*** Opening MATERIAL SHOWN ***

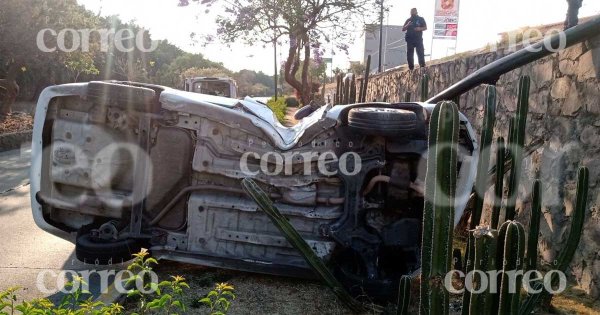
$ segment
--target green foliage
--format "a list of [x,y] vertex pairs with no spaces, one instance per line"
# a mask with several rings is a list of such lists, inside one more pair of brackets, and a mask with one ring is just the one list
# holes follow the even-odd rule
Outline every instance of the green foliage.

*** Closing MATERIAL SHOWN ***

TASK TO CARRY OUT:
Above are the records; copy them exactly without the pictures.

RESPONSE BOX:
$ segment
--target green foliage
--format "a list of [x,y] vertex pairs with no spaces, one instance per line"
# a mask with several rings is a list of such lists, inside one more pair of brackets, and a mask with one ring is just the one list
# holes follow the even-odd rule
Outline every instance of the green foliage.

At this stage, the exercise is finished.